▶ [WRITTEN TASK 1]: Using the text on Alaska's security interest law below, state whether each of these statements agrees with it: (a) the law applies to security interests after July 1, 2013; (b) the debtor's signature is required on the financing statement before it can be filed; (c) form UCC-1 is no longer used to file the financing statement. Answer yes or no for each and quote the words of the text that decide it.

-- BEGIN TEXT PROVIDED --

Security interest law concerns security interests in personal property rather than real property.  The law is generally known as UCC 9, or the Uniform Commercial Code section 9.  We find the statute at Alaska Statute 45.29.101-709.    Alaska recently adopted the 2010 changes to the security interest law.  The law is effective for security interests after July 1, 2013.

The law instituted significant changes between the old recording rules and the new rules.  The impact of not recording your security interests may mean that you can’t collect your debt if the debtor becomes bankrupt.

 

What you need to record a lien.

You must give value to a debtor.  The debtor must have rights in the collateral.  The Debtor must give an acknowledged security agreement to you.

Properly Recording Perfects the Lien.

Properly recording the security interest provides notice to the world of your rights and perfects your interest.  The new rule changes substantially change the recording rules.

Account Debtors Must Comply With Notice of Debt Assignment

The statute includes new provisions that need debtors to pay the assignee of a debt rather than the original creditor.  A debtor’s failure to pay the assignee after notice of an assignment leaves the debtor liable to pay twice.

Filing Financing Statements

You will still use form UCC-1 to file the financing statement.  In most circumstances you will only need to file a single document and not multiple documents in several jurisdictions.  You don’t need to get the debtor’s signature on the financing statement to file the document.  You also don’t need to have the organization’s ID or the form of their entity.  If the proper filing place is in Alaska you can file online here.

-- END TEXT PROVIDED --
-- BEGIN SOURCE DATA --

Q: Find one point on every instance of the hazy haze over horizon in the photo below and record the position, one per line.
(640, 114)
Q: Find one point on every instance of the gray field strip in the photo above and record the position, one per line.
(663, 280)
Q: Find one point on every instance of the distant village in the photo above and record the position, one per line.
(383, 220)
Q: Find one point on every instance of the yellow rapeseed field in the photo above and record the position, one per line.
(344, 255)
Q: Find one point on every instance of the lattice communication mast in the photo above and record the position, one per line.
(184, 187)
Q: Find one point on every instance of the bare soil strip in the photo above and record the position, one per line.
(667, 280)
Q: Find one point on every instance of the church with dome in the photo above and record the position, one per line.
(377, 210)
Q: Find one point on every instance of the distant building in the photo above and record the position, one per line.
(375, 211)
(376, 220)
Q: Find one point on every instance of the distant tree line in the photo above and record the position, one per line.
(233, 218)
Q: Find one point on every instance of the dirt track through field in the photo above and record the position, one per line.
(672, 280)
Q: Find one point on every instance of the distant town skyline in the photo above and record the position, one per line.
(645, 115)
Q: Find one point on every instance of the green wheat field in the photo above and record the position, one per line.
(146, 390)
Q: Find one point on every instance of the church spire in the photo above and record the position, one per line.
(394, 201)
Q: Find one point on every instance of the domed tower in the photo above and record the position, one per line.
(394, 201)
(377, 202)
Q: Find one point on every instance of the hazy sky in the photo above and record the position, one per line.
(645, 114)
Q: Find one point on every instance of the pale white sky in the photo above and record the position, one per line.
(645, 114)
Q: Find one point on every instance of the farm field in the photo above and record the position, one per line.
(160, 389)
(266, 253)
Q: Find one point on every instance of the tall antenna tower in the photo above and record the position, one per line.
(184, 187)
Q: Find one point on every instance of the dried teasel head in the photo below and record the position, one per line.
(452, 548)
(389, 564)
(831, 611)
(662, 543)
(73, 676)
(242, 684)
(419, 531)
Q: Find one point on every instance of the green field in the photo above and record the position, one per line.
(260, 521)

-- END SOURCE DATA --

▶ [WRITTEN TASK 2]: Retype the lines of the records above without changes, beginning at the line that contains "Q: Find one point on every instance of the hazy sky" and stopping after the last line of the records.

▶ [RESPONSE 1]:
(a) Yes: "The law is effective for security interests after July 1, 2013."
(b) No: "You don’t need to get the debtor’s signature on the financing statement to file the document."
(c) No: "You will still use form UCC-1 to file the financing statement."

▶ [RESPONSE 2]:
Q: Find one point on every instance of the hazy sky in the photo above and record the position, one per line.
(645, 114)
Q: Find one point on every instance of the pale white sky in the photo above and record the position, one per line.
(645, 114)
Q: Find one point on every instance of the farm field in the photo above and record the position, one per line.
(160, 389)
(266, 253)
Q: Find one point on every instance of the tall antenna tower in the photo above and record the position, one per line.
(184, 187)
Q: Find one point on every instance of the dried teasel head in the photo below and record the position, one per line.
(452, 548)
(389, 564)
(831, 611)
(662, 543)
(73, 676)
(242, 684)
(419, 531)
Q: Find one point on every instance of the green field in the photo above and record the position, one per line.
(260, 521)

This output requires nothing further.